_TEXT PROVIDED_
1. A polysilane of medium chain length as a pure compound or mixture of compounds having at least one direct Si—Si bond in each case, substituents of which consist of halogen and/or hydrogen and a composition of which has an atomic substituent:silicon ratio of at least 1:1, wherein

a) the medium chain length is greater than 3 and less than 50,

b) said polysilane is soluble in inert solvents,

c) said polysilane is suitable as a starting material for silicon deposition,

d) said polysilane has oxygen- and chlorine-binding properties, and

e) said polysilane decomposes to longer- and shorter-chain products on thermal treatment.

2. The polysilane according to claim 1, having only bands in a range of less than 2400 wavenumbers in IR molecular vibration spectra.

3. The polysilane according to claim 1, having only bands in a range of less than 2300 wavenumbers in Raman molecular vibration spectra.

4. The polysilane according to claim 1, wherein

a) the halogen is fluorine,

b) significant product signals in ²⁹Si NMR spectra are within a chemical shift range from 8 ppm to −40 ppm and/or from −45 ppm to −115 ppm, and

c) Raman intensities are not outside the ranges of 10 cm⁻¹to 165 cm⁻¹, 170 cm⁻¹to 240 cm⁻¹, 245 cm⁻¹to 360 cm⁻¹, 380 cm⁻¹to 460 cm⁻¹, and 480 cm⁻¹to 650 cm⁻¹and at 900 cm⁻¹to 980 cm⁻¹.

5. The polysilane according to claim 1, wherein

a) the halogen is chlorine,

b) significant product signals in ²⁹Si NMR spectra are within a chemical shift range from 15 ppm to −10 ppm, from −25 ppm to −40 ppm and/or −65 ppm to −96 ppm, and

c) Raman intensities are not outside the ranges of 10 cm⁻¹to 165 cm⁻¹, 170 cm⁻¹to 240 cm⁻, 245 cm⁻¹to 360 cm⁻¹, 380 cm⁻¹to 460 cm⁻¹, and 480 cm⁻¹to 650 cm⁻¹.

6. The polysilane according to claim 1, wherein

a) the halogen is bromine,

b) significant product signals in ²⁹Si NMR spectra are within a chemical shift range from −10 ppm to −42 ppm, from −46 ppm to −55 ppm and/or −63 ppm to −96 ppm, and

c) Raman intensities are not outside the ranges of 10 cm⁻¹to 150 cm⁻¹, 155 cm⁻¹to 350 cm⁻¹, at 390 cm⁻¹to 600 cm⁻¹, and at 930 cm⁻¹to 1000 cm⁻¹.

7. The polysilane according to claim 1, wherein

a) the halogen is iodine,

b) significant product signals in ²⁹Si NMR spectra are within a chemical shift range from −20 ppm to −55 ppm, from −65 ppm to −105 ppm and/or from −135 ppm to −181 ppm, and

c) Raman intensities are not outside the ranges of 10 cm⁻¹to 150 cm⁻¹, 155 cm⁻¹to 600 cm⁻¹, and at 930 cm⁻¹to 1000 cm⁻¹.

8. The polysilane according to claim 1, wherein

a) the substituents consist of hydrogen,

b) significant product signals in ²⁹Si NMR spectra are within a chemical shift range from −65 ppm to −170 ppm, and

c) a characteristic band in Raman molecular vibration spectra are in a range of 2000-2200 wavenumbers and no bands in a range from 2000 to 1100.

9. The polysilane according to claim 1, containing virtually no short branched chains and rings, content of branching sites in the short-chain component based on the overall product mixture being less than 2%.

_WORK TASK A_
Retype the entries from the line with "Each <instance> block" up to and including the line with "583L711 588L653 597ZM638".

_INPUT DATA_
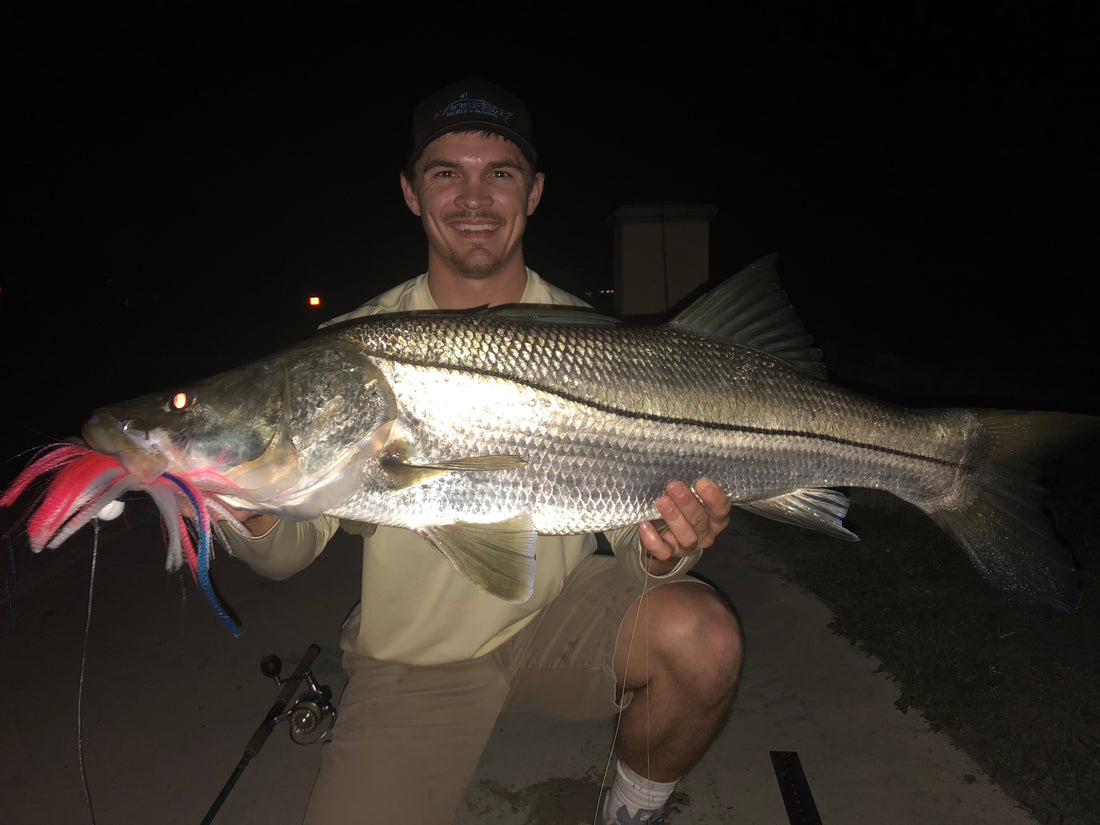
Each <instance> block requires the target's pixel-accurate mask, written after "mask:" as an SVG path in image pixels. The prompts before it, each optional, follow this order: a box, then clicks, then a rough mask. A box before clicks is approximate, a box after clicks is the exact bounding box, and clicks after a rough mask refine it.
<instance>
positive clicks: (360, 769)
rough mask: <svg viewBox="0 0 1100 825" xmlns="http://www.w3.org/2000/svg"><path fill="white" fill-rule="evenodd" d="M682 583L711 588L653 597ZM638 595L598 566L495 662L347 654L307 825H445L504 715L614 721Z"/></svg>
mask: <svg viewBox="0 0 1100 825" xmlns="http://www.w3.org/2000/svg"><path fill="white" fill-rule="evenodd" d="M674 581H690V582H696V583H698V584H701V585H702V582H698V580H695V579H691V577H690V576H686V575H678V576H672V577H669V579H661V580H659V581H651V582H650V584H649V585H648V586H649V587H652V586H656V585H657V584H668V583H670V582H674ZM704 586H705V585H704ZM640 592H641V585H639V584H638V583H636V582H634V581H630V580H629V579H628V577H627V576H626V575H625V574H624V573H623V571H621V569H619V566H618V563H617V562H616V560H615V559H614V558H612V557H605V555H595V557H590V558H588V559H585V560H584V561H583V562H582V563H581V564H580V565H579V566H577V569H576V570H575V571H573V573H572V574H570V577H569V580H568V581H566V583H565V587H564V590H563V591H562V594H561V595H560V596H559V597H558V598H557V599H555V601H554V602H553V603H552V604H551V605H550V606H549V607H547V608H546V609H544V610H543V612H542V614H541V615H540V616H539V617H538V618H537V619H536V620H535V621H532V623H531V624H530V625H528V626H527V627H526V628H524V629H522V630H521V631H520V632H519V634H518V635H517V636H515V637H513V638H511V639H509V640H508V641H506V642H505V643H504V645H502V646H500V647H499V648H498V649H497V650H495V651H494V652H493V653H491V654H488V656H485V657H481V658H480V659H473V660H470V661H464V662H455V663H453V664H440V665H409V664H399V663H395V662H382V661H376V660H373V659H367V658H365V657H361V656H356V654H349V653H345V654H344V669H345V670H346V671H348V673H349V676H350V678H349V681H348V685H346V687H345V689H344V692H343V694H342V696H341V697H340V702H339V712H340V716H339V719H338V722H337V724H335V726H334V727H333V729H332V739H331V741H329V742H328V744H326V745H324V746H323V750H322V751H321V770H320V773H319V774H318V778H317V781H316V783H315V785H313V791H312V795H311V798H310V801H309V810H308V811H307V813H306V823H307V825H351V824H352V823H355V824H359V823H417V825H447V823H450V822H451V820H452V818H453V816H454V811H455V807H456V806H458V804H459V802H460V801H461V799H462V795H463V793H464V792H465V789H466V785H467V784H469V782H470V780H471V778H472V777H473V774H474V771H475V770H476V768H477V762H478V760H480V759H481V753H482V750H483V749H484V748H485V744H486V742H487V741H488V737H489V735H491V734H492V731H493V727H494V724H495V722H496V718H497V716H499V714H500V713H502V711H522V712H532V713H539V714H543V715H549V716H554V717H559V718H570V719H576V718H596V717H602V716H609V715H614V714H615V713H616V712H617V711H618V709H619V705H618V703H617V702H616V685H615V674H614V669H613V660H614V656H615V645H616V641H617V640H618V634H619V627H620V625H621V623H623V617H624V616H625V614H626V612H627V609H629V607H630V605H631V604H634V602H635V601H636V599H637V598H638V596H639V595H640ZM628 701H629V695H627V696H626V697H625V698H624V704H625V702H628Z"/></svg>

==

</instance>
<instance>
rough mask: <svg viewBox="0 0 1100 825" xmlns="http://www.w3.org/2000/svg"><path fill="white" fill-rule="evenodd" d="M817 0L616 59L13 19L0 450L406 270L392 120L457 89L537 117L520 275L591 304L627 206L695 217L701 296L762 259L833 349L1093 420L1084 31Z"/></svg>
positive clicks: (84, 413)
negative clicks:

_WORK TASK B_
Echo the polysilane claims from "d) said polysilane" up to and including "IR molecular vibration spectra.".

_TASK SOLUTION A_
Each <instance> block requires the target's pixel-accurate mask, written after "mask:" as an SVG path in image pixels. The prompts before it, each optional, follow this order: a box, then clicks, then a rough mask. A box before clicks is approximate, a box after clicks is the exact bounding box, and clicks after a rough mask refine it.
<instance>
positive clicks: (360, 769)
rough mask: <svg viewBox="0 0 1100 825" xmlns="http://www.w3.org/2000/svg"><path fill="white" fill-rule="evenodd" d="M682 583L711 588L653 597ZM638 595L598 566L495 662L347 654L307 825H445L504 715L614 721Z"/></svg>

_TASK SOLUTION B_
d) said polysilane has oxygen- and chlorine-binding properties, and

e) said polysilane decomposes to longer- and shorter-chain products on thermal treatment.

2. The polysilane according to claim 1, having only bands in a range of less than 2400 wavenumbers in IR molecular vibration spectra.